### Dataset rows
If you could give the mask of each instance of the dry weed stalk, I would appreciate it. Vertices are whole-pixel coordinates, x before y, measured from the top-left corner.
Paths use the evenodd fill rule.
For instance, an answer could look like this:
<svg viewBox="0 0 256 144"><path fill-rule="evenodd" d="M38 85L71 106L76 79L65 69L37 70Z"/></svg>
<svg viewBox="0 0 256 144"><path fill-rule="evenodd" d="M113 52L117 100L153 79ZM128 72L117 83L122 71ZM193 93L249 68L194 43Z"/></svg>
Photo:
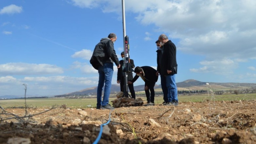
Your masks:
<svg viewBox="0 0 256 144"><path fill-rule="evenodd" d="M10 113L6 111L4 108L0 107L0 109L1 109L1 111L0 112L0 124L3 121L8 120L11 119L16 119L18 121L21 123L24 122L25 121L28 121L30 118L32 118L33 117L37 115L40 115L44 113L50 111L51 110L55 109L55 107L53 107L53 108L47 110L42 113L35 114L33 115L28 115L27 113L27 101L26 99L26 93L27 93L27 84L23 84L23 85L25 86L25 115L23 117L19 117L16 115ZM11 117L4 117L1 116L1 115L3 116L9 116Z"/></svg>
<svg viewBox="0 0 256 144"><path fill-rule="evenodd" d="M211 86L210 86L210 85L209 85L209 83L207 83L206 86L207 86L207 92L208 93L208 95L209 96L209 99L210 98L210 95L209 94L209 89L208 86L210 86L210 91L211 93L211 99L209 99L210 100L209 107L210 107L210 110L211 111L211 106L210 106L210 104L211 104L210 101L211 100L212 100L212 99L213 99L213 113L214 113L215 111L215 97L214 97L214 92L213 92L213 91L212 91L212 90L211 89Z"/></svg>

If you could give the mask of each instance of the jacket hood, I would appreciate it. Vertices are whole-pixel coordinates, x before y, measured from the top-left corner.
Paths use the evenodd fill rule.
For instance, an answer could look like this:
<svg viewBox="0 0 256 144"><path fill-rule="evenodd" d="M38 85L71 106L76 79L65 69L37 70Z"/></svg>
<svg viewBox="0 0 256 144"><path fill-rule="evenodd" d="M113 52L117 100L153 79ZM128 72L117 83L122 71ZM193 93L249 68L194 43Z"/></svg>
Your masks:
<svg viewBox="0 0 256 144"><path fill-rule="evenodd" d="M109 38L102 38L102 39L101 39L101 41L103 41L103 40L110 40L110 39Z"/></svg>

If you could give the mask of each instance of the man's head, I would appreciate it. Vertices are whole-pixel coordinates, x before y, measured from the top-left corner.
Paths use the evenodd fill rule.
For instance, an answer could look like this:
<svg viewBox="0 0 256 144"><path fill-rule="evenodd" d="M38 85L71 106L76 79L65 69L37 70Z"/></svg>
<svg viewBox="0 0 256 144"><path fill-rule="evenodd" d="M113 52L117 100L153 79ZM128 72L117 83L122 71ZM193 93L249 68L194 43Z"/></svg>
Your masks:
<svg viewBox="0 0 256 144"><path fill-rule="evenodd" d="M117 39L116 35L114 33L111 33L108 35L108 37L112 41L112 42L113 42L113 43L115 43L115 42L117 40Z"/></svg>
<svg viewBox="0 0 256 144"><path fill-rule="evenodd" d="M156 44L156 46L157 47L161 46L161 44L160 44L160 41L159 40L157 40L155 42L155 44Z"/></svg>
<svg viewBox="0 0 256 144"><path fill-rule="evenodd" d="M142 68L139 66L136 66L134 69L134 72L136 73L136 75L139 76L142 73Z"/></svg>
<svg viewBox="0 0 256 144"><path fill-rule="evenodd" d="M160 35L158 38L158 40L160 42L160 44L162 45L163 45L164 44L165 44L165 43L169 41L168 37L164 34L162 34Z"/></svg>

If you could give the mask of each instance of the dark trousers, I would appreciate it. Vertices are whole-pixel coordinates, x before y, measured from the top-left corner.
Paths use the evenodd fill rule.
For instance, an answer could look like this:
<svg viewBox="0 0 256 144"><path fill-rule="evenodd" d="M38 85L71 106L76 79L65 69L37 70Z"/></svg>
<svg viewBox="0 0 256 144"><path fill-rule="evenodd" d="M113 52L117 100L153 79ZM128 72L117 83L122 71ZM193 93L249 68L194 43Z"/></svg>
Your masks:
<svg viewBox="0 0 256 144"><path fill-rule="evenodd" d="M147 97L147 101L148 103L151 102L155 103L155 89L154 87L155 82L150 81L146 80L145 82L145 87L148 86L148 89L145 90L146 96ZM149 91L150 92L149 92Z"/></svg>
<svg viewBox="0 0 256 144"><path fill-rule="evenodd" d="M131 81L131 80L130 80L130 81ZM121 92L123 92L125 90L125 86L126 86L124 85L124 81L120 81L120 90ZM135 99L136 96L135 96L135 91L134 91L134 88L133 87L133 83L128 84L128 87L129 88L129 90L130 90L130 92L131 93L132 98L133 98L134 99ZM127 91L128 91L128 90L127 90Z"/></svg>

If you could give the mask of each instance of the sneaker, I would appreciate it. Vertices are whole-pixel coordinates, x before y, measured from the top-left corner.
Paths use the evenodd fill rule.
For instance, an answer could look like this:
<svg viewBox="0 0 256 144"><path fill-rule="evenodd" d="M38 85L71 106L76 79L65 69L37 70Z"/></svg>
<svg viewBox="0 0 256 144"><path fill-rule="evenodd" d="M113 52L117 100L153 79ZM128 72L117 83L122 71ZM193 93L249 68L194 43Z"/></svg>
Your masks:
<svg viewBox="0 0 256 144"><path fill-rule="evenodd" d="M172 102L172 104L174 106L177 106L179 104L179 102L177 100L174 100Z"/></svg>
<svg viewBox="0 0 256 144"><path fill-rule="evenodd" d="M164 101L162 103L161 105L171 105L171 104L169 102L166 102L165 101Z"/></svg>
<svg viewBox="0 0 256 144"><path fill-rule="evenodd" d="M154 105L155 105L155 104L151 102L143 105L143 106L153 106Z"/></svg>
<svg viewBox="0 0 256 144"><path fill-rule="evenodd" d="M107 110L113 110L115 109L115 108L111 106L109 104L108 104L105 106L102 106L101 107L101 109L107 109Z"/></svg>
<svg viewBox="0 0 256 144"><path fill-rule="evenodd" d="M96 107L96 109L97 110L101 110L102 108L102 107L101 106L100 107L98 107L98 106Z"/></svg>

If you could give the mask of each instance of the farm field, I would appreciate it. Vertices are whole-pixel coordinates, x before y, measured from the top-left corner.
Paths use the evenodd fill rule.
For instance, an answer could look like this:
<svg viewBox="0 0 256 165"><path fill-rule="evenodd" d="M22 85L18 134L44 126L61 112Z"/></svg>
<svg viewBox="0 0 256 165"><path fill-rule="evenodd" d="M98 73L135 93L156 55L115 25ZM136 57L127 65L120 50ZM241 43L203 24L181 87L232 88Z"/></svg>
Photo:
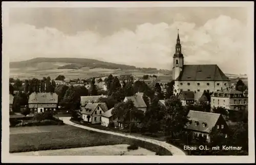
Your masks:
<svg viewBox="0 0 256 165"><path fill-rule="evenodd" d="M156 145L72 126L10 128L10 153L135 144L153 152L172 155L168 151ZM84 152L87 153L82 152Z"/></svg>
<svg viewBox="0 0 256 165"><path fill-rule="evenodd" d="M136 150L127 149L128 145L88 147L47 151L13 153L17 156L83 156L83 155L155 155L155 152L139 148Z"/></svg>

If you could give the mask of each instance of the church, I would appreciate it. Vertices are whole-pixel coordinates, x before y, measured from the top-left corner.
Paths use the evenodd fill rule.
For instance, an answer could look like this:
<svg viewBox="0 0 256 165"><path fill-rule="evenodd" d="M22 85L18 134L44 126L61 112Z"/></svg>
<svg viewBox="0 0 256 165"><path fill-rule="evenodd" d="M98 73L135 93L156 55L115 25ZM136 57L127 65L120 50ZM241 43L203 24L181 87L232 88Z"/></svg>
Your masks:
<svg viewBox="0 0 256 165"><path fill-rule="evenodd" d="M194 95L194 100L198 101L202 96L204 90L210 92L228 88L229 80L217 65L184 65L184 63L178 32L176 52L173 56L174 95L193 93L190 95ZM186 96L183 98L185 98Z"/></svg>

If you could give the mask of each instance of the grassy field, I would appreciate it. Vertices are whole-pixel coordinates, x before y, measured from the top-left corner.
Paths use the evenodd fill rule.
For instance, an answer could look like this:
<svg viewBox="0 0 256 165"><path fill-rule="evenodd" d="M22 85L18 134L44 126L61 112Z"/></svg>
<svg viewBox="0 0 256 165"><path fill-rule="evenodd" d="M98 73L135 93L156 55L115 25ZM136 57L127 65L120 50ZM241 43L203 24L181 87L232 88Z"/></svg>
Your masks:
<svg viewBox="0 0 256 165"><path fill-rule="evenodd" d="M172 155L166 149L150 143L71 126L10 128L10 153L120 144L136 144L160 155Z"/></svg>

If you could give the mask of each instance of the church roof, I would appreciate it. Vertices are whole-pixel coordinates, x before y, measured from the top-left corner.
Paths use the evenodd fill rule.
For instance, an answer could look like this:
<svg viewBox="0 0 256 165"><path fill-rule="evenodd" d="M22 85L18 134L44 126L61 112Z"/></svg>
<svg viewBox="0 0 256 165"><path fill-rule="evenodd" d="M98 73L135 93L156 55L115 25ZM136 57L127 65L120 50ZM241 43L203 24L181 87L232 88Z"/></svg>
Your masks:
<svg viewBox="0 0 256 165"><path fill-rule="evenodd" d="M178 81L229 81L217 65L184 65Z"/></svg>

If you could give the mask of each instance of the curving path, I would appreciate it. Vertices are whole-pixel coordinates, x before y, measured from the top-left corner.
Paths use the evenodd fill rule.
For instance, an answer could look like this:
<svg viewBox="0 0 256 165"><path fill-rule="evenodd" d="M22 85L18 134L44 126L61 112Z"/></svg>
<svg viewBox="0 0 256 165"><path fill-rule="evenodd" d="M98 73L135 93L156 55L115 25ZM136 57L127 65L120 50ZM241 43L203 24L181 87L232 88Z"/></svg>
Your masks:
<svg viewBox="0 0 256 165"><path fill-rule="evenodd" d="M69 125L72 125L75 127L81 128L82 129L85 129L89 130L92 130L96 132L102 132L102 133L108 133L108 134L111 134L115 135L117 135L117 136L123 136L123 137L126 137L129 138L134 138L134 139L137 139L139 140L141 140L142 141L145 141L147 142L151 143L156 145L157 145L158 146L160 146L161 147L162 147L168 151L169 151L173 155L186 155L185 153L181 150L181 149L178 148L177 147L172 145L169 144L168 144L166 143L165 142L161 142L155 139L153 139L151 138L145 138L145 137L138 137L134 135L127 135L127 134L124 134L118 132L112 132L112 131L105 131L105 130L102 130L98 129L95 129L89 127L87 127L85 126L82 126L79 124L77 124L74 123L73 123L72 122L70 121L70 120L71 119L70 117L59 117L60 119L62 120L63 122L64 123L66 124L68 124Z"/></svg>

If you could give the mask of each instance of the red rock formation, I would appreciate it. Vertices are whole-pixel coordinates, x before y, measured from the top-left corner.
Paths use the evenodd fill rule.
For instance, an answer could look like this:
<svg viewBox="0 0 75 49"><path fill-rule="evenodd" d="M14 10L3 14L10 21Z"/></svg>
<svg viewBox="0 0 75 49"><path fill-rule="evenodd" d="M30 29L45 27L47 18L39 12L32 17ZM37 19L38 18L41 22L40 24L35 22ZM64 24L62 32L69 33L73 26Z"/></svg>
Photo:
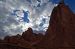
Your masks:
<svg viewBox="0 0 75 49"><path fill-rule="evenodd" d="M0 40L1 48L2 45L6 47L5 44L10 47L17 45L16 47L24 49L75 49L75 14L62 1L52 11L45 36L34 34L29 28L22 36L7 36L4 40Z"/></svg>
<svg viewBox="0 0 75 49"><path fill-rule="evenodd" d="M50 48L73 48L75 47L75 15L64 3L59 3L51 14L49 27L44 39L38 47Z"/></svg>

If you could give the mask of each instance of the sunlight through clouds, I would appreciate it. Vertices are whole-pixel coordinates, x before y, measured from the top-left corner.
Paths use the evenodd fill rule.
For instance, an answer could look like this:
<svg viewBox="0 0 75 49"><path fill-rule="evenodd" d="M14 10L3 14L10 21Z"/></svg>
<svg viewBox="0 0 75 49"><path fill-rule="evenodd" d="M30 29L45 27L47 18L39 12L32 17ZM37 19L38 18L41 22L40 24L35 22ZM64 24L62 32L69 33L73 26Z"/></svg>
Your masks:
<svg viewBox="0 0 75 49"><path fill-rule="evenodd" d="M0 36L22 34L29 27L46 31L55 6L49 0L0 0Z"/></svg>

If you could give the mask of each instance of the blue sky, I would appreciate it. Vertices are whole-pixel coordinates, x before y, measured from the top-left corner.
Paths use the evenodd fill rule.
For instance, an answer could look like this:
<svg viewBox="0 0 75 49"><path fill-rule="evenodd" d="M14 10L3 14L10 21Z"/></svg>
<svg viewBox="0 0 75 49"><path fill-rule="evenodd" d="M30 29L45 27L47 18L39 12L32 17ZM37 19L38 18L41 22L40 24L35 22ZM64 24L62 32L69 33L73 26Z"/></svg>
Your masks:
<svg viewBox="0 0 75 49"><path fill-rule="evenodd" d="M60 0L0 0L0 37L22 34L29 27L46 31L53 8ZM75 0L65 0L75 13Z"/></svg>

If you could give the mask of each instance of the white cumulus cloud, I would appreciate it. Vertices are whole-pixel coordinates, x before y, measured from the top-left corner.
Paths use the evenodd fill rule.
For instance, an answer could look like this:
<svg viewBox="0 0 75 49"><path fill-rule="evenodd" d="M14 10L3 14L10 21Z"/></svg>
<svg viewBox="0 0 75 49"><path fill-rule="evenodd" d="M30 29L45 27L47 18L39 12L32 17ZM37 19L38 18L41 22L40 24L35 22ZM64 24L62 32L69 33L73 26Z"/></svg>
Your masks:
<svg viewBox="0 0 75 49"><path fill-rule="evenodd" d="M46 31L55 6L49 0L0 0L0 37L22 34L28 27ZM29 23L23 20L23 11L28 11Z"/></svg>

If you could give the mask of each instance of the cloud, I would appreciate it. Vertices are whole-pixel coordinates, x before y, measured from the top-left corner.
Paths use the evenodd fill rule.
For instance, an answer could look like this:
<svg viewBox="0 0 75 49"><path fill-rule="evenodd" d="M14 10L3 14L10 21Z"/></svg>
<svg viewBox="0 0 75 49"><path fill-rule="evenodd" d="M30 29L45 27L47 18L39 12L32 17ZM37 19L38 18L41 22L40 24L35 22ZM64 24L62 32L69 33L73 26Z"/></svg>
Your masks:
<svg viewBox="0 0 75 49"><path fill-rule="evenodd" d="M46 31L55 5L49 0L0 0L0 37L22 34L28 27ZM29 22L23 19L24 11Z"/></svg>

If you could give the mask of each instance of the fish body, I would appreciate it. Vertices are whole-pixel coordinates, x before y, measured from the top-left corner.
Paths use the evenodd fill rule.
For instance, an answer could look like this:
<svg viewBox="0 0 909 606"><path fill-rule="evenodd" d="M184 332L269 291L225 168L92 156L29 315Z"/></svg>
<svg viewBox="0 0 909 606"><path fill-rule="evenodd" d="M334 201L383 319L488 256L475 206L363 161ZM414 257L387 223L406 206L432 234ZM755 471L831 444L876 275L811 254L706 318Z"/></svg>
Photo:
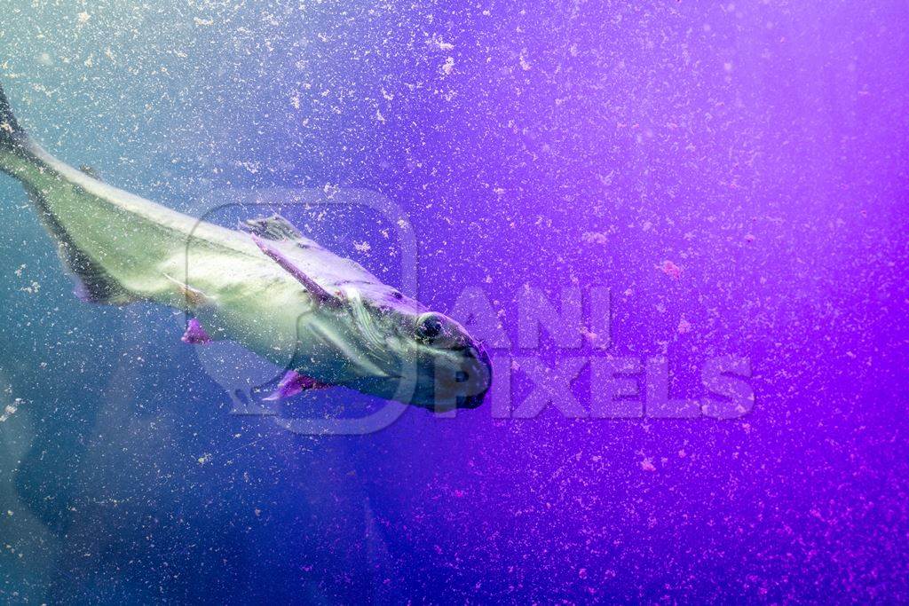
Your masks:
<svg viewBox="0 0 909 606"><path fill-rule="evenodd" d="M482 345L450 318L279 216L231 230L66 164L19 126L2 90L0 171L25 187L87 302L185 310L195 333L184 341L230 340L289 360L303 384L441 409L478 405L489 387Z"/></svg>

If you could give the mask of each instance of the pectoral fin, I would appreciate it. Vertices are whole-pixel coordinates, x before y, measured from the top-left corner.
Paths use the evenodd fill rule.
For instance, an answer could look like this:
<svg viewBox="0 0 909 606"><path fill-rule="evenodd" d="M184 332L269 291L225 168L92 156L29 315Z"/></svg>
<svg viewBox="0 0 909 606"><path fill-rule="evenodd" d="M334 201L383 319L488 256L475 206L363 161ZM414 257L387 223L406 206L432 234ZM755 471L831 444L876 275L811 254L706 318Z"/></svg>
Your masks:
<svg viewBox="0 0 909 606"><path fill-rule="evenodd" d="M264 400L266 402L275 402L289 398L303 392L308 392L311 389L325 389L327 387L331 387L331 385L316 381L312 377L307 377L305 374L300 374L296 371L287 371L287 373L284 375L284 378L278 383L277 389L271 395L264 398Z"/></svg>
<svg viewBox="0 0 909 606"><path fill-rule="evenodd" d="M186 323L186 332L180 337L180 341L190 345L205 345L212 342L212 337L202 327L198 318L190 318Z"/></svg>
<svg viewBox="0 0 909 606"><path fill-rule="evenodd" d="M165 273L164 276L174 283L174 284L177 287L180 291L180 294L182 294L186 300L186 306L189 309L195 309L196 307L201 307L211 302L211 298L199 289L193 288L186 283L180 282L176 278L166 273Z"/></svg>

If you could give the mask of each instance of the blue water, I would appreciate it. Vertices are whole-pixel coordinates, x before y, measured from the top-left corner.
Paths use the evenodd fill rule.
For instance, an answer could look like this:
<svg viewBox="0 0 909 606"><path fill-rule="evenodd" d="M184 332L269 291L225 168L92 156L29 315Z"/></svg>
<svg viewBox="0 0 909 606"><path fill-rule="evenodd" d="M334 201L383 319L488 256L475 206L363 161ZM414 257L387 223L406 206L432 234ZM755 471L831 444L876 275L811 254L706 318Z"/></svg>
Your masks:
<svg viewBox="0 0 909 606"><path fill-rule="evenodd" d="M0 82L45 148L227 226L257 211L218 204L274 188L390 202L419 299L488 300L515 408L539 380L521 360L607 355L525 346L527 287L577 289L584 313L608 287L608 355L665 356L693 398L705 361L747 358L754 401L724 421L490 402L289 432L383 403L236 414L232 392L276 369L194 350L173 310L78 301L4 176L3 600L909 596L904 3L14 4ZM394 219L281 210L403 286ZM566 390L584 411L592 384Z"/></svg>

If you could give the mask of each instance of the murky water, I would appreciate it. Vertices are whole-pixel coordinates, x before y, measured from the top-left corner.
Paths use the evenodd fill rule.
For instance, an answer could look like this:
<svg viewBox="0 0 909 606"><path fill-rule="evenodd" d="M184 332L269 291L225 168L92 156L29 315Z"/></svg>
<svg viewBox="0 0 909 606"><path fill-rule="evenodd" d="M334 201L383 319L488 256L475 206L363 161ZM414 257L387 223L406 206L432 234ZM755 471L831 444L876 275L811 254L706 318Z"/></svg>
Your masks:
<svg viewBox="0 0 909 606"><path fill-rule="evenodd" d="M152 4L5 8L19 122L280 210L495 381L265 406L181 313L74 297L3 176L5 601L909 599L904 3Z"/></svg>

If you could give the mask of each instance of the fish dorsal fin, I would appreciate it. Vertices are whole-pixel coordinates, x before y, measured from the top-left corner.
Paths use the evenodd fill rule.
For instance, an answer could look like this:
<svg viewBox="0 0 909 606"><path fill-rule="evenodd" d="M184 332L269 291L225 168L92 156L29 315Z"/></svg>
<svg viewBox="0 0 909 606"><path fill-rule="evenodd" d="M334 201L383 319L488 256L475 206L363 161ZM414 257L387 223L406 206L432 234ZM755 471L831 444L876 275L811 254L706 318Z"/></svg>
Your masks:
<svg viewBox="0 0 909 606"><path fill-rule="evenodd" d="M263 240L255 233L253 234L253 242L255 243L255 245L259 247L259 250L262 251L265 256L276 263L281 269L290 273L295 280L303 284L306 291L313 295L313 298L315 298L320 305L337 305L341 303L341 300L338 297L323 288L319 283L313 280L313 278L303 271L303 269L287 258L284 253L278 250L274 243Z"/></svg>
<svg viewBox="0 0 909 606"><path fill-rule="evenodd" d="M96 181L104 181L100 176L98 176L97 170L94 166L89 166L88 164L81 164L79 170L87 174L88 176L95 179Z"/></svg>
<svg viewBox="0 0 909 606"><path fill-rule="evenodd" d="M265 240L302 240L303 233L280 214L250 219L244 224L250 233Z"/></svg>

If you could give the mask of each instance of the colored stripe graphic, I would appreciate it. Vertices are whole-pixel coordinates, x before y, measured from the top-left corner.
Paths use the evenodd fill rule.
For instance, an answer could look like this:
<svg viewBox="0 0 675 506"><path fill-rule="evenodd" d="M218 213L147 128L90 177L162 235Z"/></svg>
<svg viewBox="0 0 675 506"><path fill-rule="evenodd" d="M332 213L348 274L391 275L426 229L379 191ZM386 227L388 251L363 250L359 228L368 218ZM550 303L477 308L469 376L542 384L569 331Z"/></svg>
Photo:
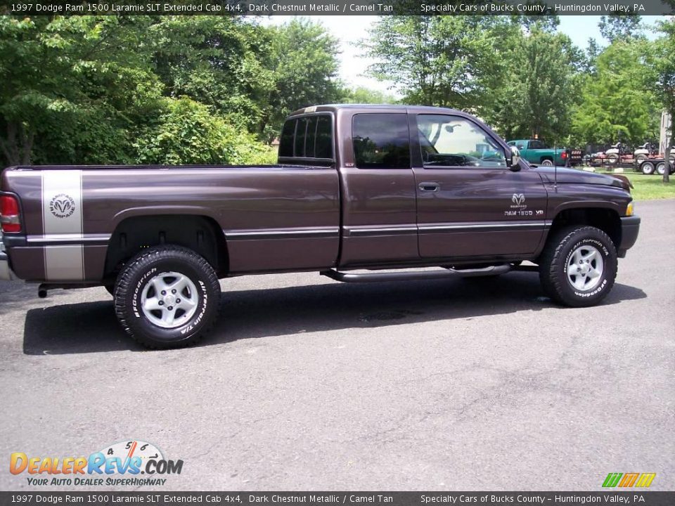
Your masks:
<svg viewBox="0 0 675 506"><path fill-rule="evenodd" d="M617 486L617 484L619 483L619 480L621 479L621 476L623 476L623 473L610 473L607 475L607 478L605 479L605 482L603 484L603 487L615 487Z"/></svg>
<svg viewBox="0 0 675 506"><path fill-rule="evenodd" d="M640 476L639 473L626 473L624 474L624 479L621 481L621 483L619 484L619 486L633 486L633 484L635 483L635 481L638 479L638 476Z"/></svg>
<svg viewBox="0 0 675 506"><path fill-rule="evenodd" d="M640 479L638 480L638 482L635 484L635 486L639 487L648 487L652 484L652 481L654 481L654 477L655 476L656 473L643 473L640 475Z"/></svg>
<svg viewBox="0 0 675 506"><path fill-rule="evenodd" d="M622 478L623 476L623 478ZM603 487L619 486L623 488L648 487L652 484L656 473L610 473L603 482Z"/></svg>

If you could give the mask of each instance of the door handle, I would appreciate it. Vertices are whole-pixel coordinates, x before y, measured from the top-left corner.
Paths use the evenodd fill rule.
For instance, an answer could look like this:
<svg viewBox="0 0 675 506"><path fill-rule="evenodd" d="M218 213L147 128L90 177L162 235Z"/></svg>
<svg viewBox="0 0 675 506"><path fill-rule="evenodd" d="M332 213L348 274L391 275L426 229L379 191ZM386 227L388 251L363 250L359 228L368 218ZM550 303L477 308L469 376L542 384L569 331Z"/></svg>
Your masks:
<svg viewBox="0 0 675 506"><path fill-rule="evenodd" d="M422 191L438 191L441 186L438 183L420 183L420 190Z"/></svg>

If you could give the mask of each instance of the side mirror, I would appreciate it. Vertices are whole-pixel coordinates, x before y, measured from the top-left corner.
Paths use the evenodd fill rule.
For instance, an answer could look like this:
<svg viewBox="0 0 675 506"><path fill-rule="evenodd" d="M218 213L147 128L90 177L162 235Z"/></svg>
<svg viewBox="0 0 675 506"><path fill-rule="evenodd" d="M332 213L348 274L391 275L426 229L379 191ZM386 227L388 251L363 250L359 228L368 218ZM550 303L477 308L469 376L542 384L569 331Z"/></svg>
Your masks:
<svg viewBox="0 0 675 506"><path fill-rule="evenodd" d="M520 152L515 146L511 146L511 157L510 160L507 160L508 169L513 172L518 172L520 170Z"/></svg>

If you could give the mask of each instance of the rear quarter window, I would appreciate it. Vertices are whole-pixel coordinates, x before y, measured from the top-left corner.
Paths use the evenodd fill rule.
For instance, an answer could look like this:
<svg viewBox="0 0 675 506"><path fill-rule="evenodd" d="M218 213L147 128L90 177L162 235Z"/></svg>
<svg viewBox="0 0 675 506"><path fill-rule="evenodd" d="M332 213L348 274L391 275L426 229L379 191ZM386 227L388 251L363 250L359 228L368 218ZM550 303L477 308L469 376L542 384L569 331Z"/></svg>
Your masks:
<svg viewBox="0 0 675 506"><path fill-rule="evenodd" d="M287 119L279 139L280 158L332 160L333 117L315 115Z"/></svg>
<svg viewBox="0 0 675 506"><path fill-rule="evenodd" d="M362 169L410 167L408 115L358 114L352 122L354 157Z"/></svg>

### The problem
Reproduce, word for word, only the lines from the one that contains "of the rear" through the final line.

### Exercise output
If you could give the mask of each instance of the rear quarter window, I would appreciate it. Vertices are whole-pixel coordinates, x before y, measured from the top-left corner.
Paths use the evenodd fill rule.
For instance, an answer could look like this:
<svg viewBox="0 0 675 506"><path fill-rule="evenodd" d="M218 213L147 128L90 177L162 235Z"/></svg>
<svg viewBox="0 0 675 506"><path fill-rule="evenodd" d="M332 213L348 274L391 275L426 229L379 191ZM386 227L388 251L363 250L359 228L368 218ZM550 303L477 308L469 376L542 384L569 331Z"/></svg>
Your masks:
<svg viewBox="0 0 675 506"><path fill-rule="evenodd" d="M287 119L279 139L280 158L332 160L333 117L315 115Z"/></svg>
<svg viewBox="0 0 675 506"><path fill-rule="evenodd" d="M362 169L410 167L408 115L358 114L352 122L354 157Z"/></svg>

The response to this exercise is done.